### Task brief
Give every line of the material back exactly, images removed.
──────── Available data
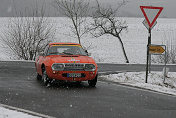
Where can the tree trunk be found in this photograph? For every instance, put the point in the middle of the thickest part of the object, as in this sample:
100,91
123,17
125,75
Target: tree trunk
123,49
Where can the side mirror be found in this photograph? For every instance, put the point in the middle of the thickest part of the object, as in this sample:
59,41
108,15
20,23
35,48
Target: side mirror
41,53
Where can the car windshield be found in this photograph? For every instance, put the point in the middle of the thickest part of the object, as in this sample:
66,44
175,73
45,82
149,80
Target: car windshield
66,50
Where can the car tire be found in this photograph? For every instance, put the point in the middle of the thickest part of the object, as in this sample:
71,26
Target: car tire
45,79
93,82
39,77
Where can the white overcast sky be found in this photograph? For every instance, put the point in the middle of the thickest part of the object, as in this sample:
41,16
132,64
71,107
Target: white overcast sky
130,9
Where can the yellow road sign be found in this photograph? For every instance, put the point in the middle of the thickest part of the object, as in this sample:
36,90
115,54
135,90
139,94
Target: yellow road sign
156,50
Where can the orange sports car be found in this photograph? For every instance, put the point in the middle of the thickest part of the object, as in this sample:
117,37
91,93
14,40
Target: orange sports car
68,62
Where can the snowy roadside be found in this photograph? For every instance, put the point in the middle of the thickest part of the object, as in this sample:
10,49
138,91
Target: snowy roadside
137,79
6,113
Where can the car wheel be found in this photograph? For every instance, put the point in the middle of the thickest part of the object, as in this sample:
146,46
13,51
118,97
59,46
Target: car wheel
46,80
93,82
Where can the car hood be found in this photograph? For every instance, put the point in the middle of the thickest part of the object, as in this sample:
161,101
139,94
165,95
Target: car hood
71,59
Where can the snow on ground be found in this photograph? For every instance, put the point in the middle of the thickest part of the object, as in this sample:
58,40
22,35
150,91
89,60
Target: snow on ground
137,79
6,113
107,49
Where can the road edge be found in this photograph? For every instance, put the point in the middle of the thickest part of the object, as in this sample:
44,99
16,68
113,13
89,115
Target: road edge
25,111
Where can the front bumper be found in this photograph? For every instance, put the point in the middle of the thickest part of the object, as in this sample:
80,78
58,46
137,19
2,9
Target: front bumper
62,75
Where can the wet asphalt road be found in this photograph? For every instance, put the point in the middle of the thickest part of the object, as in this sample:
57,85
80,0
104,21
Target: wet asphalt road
19,88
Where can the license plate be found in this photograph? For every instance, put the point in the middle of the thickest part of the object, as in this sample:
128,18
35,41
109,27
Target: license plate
74,75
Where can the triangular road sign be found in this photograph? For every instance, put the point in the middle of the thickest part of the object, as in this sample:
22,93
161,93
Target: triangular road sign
151,14
145,23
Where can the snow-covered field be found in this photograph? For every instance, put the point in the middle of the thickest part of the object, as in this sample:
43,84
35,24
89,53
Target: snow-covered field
────────────────
### Exercise response
Where can the tree trunk be found in this photograph? For every instance, put the point in the middle of the thickest part of the object, as in this sample:
100,91
123,17
125,75
Target: tree trunk
123,49
Where can the side mirror be found in this photograph? For every instance, put the point in the middle of the thickest part of the object, as in this sample:
59,41
108,15
20,23
35,48
Target: side mirror
41,53
Where can the car windshield be found in this photograph? For every instance, put the point in the middle of the thickest part of the object, as in this sample:
66,44
175,73
45,82
149,80
Target: car windshield
66,50
Where can the car tire be found in this photograph? For every instance, put the point in the middle of the thickest part of the object, as in this sample:
71,26
Target: car tire
45,79
93,82
39,77
Where can the white overcast sky be found in this photograph? For every instance, put the point in the middle of the thickest part of the object, as in this sample:
41,16
132,64
71,107
Target: white overcast sky
130,9
Where can the yellow road sign be found in this photograph? For every instance, put the point in the middle of the thickest part of the object, as in this sample:
36,90
115,54
135,90
139,94
Target: yellow road sign
156,50
Where can the orange sports car be found in this photograph? For every instance, put the point in the middle of the thickest part of the object, as in this sample:
117,37
91,93
14,40
Target: orange sports car
68,62
Where can the snowy roadside be found in this photograph? For every instance, put the point in the middle of the thickest part of the object, as in this sample:
10,49
138,91
Target: snowy roadside
137,79
6,113
Where can the car wheel be found in this photograph? For every instance, put the point in the middle of the thickest part of the object, as in this sample:
146,46
13,51
118,97
59,46
Target: car wheel
46,80
93,82
Where can the car hood be found in this photograph? For every instance, put the point in the middle of the thickest part of the object, as in this sample:
161,101
139,94
165,95
Target: car hood
71,59
Where can the snow on ground be found in this photograph? For every instance, put the point in the middle of the thickest part of the object, as in this sample:
58,40
22,35
150,91
89,60
Target: snow on ground
137,79
6,113
107,49
Where can the road edge be found in this photograph? For every instance, put the point in the middle of the thickest part of the object, as in this sample:
44,99
16,68
113,13
89,115
Target: road edge
25,111
Where can the front bumper be found in this photograph? For every instance, put the point in the middle of the thickest part of the object, as in this sample:
80,78
58,46
137,19
2,9
Target: front bumper
62,75
Where can the wet asphalt road be found in this photograph? For every instance, put the point in the middle of the thickest part of the object, as in this sample:
57,85
80,0
104,21
Target: wet asphalt road
19,88
Where can the license plate be found in this photograph? For every instance, put the point in the middle of the thickest part of the object, as in this sample:
128,18
35,41
109,27
Target: license plate
74,75
Where can the triangular road sign be found in this photograph? For every instance, put the point in the middle of the thickest part of the object, as in this sample:
22,93
161,93
Target: triangular road sign
151,14
145,23
Where can the snow-covered field be found in this photograph? For every instance, put the point in the middle of the thickest part of the object, as in this sample:
43,84
35,24
89,53
Target: snow-covered field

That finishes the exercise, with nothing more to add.